=== Data in this exercise ===

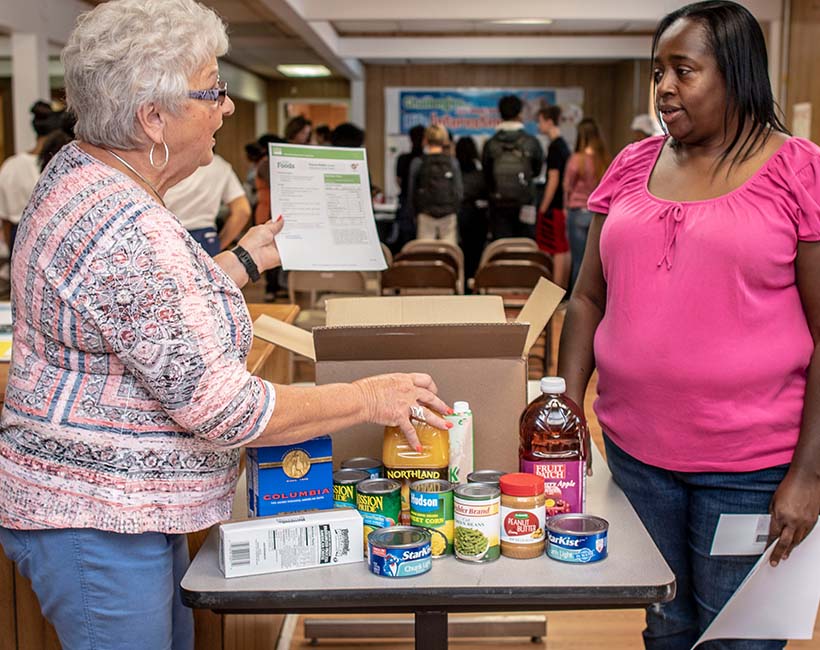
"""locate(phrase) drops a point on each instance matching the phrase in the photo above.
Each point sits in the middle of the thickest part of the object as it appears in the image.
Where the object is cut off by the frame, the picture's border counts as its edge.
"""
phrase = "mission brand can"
(344, 487)
(370, 465)
(577, 538)
(431, 507)
(491, 476)
(400, 551)
(477, 522)
(378, 500)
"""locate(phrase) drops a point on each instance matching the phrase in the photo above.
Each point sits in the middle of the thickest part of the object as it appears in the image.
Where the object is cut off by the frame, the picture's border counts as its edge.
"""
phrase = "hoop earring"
(151, 156)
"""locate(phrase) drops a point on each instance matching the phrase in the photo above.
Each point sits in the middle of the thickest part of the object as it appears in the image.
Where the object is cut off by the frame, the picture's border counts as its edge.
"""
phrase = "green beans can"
(477, 522)
(431, 507)
(378, 500)
(344, 487)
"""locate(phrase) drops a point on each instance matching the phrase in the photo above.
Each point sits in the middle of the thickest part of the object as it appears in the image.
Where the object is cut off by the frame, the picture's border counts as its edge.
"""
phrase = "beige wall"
(802, 78)
(608, 93)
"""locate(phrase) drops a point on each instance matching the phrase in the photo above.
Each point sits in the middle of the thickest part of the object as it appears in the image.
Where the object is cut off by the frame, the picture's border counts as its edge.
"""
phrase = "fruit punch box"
(288, 478)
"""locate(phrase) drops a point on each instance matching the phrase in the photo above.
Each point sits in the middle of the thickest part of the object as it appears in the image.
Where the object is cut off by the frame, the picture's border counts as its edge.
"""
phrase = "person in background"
(709, 400)
(19, 173)
(511, 159)
(436, 188)
(644, 126)
(551, 225)
(196, 201)
(472, 214)
(298, 130)
(581, 176)
(323, 132)
(128, 395)
(405, 215)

===

Task brief: Exclude the pictures, then retype every record exactly.

Written answer:
"""locate(phrase) drops a point on each instance matching the phrase in the photo above.
Each point sits in the middle of the thickest part of the object as it appears in the image.
Where the object is cut off by the frame, the picture's border counts as its edge.
"""
phrase = "mission brand can"
(344, 487)
(370, 465)
(577, 538)
(431, 507)
(491, 476)
(400, 551)
(477, 522)
(378, 500)
"""locate(phrase) drops a point on each instance matching the phrase in the photo above.
Each point sits in the middle of the thickest part of the object as it appears in the image.
Where the object is cut off by the frame, the picture's border counts as its edge.
"""
phrase = "hoop earring"
(151, 156)
"""locate(phrase) drops a point on each instance matching the phrase in the photo above.
Each point sits in the middle of the thickest part of the object as it appears in the image.
Where the object is cut off by the frame, the picture's border counts as its edge.
"""
phrase = "green beans can"
(477, 522)
(431, 507)
(378, 500)
(344, 487)
"""locate(phrase) drops a point on each instance matching the phrase in the photo above.
Each point sits in the middle of the thickest part of the object as it appears in the image.
Where the object is cut off by the frame, the picture's border counts as its edge.
"""
phrase = "beige wall"
(802, 78)
(608, 93)
"""locate(phrase) drops a point on each instance matching the phrase in the photo above.
Each point sits in the middle of the thickest part of the object as it appears in the image.
Where the object is cut off by the frame, the picture's border counts as its edge.
"""
phrase = "fruit punch box"
(288, 478)
"""locate(phrase) drops a point on each instance matching the phrase in the photo above.
Each point sits in the middle of the thickest part of the object as it appears in the image.
Where the object is cut off by the frame, the picture's border counts as its edge.
"""
phrase = "person in background"
(709, 400)
(19, 173)
(511, 159)
(436, 188)
(644, 126)
(551, 225)
(196, 201)
(472, 214)
(298, 130)
(581, 176)
(323, 132)
(128, 395)
(405, 215)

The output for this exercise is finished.